# English-speaking groups for kids in Rome



## dgiardina (Nov 15, 2014)

Hello all,

My name is Denise, and my family and I will be living in Rome next year for 3-4 months. We are hoping to find a way for my 2 girls (ages 6 and 11) to meet with other English-speaking kids regularly. We homeschool, so are there any other options besides an English-based private school? I would be so grateful for any recommendations!

Thanks in advance,
Denise


----------



## AlexinSicily (Feb 28, 2016)

dgiardina said:


> Hello all,
> 
> My name is Denise, and my family and I will be living in Rome next year for 3-4 months. We are hoping to find a way for my 2 girls (ages 6 and 11) to meet with other English-speaking kids regularly. We homeschool, so are there any other options besides an English-based private school? I would be so grateful for any recommendations!
> 
> ...


Hello Denise,
I just posted a similar request to the one you had last year. 

How successful were you in finding friends for your two girls? 

I'm trying to do the same for my 12 yr old boy, except that we will be there for a whole year, with the prospect of relocating in Italy permanently (a return for me, as a native Italian, after 25 years in the US)
===============
Given instruction 1 :: Can you reproduce the entire forum thread on English-speaking groups for kids in Rome, word for word?
The forum thread and the entries are separate, unrelated material.

[Point labeling data for photos]
===============
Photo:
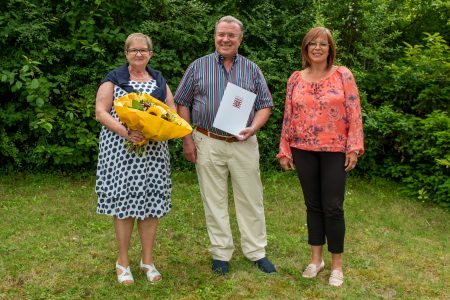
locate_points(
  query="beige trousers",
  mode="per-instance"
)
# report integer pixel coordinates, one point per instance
(216, 161)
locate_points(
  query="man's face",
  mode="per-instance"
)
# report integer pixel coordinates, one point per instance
(227, 38)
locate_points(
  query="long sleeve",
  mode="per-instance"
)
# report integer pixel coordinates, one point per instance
(355, 139)
(285, 149)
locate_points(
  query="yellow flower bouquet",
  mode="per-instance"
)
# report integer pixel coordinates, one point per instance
(153, 118)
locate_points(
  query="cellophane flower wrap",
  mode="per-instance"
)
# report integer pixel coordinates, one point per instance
(153, 118)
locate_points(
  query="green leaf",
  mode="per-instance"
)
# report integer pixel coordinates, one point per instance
(34, 84)
(137, 105)
(47, 126)
(40, 102)
(17, 86)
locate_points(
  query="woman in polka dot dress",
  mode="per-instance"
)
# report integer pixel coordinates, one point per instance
(130, 186)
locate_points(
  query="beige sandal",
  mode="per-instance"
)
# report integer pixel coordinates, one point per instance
(125, 277)
(152, 273)
(312, 270)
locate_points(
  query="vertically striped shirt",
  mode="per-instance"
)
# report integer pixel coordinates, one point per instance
(204, 82)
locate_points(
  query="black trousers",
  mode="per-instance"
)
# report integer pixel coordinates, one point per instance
(322, 177)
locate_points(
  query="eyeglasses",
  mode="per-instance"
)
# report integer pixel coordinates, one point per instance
(140, 51)
(231, 36)
(317, 44)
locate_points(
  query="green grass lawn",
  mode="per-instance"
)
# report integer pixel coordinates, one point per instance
(54, 246)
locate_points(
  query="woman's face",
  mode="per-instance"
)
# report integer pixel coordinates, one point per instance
(138, 53)
(318, 49)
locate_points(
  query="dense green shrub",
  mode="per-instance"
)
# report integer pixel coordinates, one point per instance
(409, 148)
(417, 83)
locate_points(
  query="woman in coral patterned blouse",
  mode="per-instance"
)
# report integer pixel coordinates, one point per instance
(322, 138)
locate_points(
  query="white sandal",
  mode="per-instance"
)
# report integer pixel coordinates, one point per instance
(152, 273)
(336, 278)
(125, 277)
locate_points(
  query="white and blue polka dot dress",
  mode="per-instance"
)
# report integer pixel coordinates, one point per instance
(129, 185)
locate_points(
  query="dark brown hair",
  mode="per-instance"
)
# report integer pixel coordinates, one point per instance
(310, 36)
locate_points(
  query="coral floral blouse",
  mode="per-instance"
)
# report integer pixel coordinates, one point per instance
(324, 115)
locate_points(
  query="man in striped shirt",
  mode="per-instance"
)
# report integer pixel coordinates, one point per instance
(217, 155)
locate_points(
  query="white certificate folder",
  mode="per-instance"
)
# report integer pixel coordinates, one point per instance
(234, 109)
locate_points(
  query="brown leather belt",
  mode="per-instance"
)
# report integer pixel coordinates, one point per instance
(229, 139)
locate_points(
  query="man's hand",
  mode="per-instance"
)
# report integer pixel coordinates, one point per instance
(246, 133)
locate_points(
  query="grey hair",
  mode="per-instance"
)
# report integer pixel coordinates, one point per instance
(230, 19)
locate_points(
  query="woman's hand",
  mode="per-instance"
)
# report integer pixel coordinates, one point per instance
(286, 164)
(350, 161)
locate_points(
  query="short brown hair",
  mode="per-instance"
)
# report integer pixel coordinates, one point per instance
(230, 19)
(310, 36)
(138, 36)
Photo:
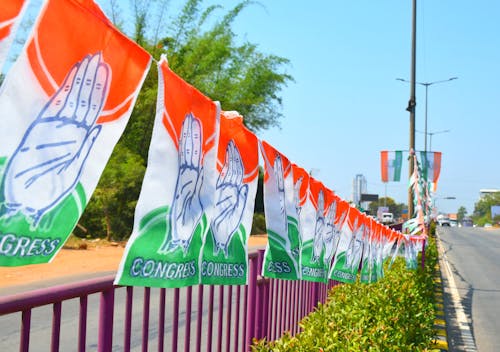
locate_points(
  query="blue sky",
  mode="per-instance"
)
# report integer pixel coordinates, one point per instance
(346, 104)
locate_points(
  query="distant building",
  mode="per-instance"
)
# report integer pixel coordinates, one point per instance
(488, 191)
(358, 187)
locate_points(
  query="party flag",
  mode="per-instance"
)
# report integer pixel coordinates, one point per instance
(320, 211)
(349, 251)
(368, 259)
(10, 16)
(63, 107)
(173, 213)
(225, 252)
(431, 165)
(390, 163)
(282, 255)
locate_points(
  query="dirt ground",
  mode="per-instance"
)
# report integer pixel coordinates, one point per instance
(74, 263)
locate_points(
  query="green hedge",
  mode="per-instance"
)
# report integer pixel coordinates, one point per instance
(394, 314)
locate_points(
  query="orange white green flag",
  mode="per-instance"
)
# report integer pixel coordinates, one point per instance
(317, 212)
(173, 213)
(282, 255)
(225, 253)
(349, 251)
(339, 209)
(390, 165)
(10, 16)
(368, 260)
(63, 107)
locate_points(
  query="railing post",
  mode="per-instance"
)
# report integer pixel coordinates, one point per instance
(423, 254)
(25, 331)
(106, 311)
(250, 311)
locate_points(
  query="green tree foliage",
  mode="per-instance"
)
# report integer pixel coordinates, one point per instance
(394, 314)
(394, 208)
(201, 48)
(482, 209)
(110, 213)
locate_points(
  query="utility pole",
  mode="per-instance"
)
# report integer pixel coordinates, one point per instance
(412, 102)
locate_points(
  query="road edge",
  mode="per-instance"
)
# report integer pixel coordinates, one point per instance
(449, 286)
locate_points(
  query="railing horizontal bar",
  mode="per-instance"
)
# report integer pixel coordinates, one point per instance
(41, 297)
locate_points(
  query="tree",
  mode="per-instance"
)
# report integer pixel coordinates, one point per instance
(110, 212)
(203, 51)
(461, 213)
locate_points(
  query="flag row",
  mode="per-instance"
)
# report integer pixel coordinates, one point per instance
(63, 107)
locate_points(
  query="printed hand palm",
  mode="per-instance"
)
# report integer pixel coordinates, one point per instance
(320, 225)
(279, 182)
(354, 251)
(48, 162)
(231, 197)
(186, 210)
(330, 231)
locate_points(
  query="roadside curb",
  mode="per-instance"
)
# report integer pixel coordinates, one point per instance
(440, 341)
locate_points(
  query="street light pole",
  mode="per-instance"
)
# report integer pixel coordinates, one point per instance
(427, 85)
(412, 102)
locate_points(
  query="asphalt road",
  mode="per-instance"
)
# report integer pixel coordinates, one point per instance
(474, 257)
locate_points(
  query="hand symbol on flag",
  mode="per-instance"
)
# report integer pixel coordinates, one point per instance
(48, 162)
(231, 196)
(280, 183)
(296, 196)
(186, 210)
(330, 234)
(353, 253)
(318, 231)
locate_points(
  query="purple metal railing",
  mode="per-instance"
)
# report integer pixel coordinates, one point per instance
(265, 308)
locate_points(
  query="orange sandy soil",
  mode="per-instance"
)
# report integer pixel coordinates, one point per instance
(77, 262)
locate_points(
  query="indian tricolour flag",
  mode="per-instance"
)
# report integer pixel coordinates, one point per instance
(390, 162)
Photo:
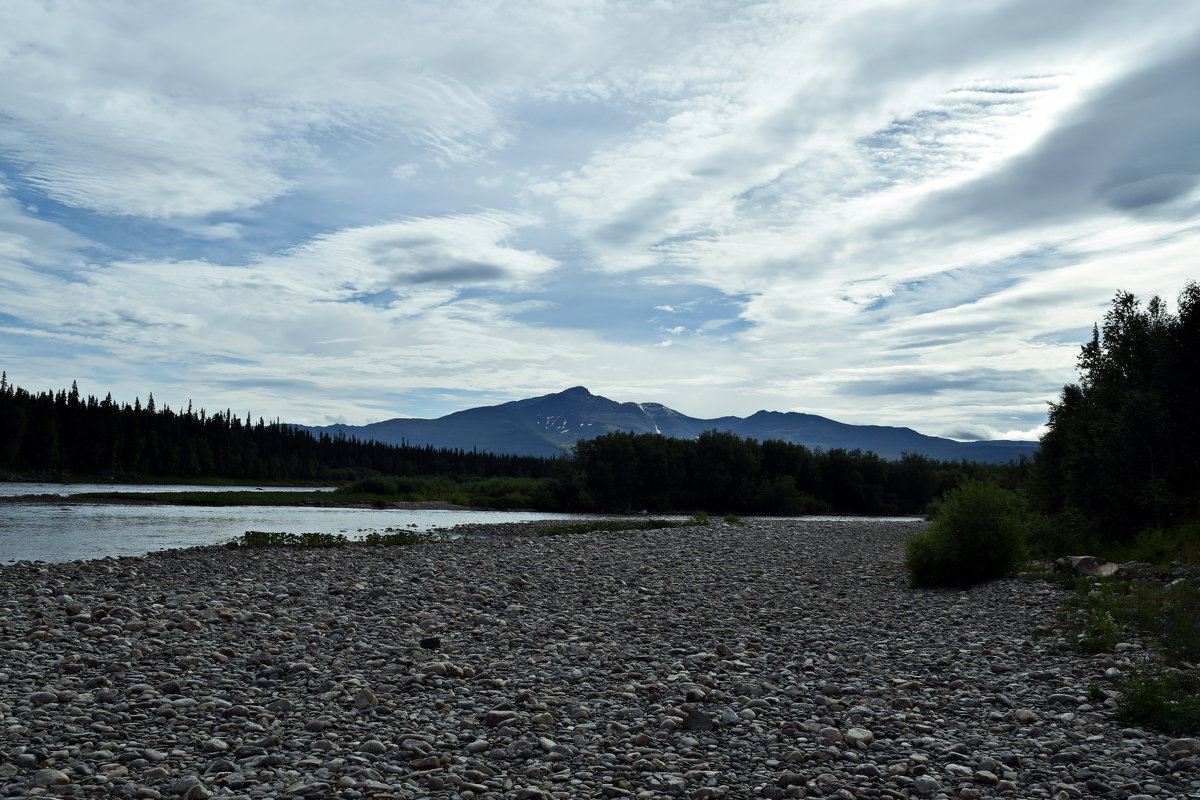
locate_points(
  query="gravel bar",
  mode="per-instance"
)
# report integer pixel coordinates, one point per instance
(777, 659)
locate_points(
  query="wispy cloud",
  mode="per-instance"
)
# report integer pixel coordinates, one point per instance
(897, 212)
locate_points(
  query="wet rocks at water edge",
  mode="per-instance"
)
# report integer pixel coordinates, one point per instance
(778, 659)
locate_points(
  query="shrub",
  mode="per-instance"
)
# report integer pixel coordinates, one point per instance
(1162, 698)
(978, 534)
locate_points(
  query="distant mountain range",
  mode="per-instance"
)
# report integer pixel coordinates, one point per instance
(547, 426)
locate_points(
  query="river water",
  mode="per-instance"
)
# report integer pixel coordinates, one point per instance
(16, 488)
(48, 531)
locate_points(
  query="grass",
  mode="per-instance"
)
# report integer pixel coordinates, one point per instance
(1108, 607)
(503, 493)
(252, 539)
(1103, 612)
(1162, 698)
(616, 525)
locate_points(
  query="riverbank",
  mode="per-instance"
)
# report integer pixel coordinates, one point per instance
(227, 499)
(774, 659)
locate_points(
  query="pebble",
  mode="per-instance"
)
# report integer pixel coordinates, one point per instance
(778, 659)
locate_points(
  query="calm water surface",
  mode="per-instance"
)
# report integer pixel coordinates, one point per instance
(16, 488)
(69, 533)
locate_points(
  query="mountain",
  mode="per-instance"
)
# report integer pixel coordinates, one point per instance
(549, 426)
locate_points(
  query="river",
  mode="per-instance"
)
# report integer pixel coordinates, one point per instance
(48, 531)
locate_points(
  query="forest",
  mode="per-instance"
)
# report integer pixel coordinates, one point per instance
(63, 434)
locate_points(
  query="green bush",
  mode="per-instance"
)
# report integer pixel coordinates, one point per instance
(1162, 698)
(978, 534)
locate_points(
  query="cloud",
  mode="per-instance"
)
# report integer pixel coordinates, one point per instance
(891, 212)
(1129, 148)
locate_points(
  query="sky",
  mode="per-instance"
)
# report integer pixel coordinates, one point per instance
(894, 212)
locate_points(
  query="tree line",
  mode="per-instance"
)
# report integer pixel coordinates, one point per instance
(723, 471)
(1122, 451)
(63, 433)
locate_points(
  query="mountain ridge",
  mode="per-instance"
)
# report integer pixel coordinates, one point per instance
(549, 425)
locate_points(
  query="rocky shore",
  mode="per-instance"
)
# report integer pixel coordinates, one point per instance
(778, 659)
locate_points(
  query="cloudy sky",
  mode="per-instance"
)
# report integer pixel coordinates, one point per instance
(892, 211)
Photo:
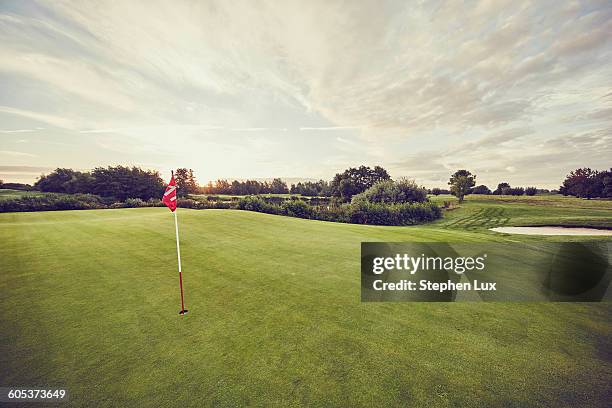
===============
Given instruction 2 :: How many lines of the entries contain the string "blouse", with case counting? Give only the number.

Solution 1 ::
# English-speaking groups for kids in Rome



## dgiardina (Nov 15, 2014)

Hello all,

My name is Denise, and my family and I will be living in Rome next year for 3-4 months. We are hoping to find a way for my 2 girls (ages 6 and 11) to meet with other English-speaking kids regularly. We homeschool, so are there any other options besides an English-based private school? I would be so grateful for any recommendations!

Thanks in advance,
Denise


----------



## AlexinSicily (Feb 28, 2016)

dgiardina said:


> Hello all,
> 
> My name is Denise, and my family and I will be living in Rome next year for 3-4 months. We are hoping to find a way for my 2 girls (ages 6 and 11) to meet with other English-speaking kids regularly. We homeschool, so are there any other options besides an English-based private school? I would be so grateful for any recommendations!
> 
> ...


Hello Denise,
I just posted a similar request to the one you had last year. 

How successful were you in finding friends for your two girls? 

I'm trying to do the same for my 12 yr old boy, except that we will be there for a whole year, with the prospect of relocating in Italy permanently (a return for me, as a native Italian, after 25 years in the US)

Solution 2 :: 2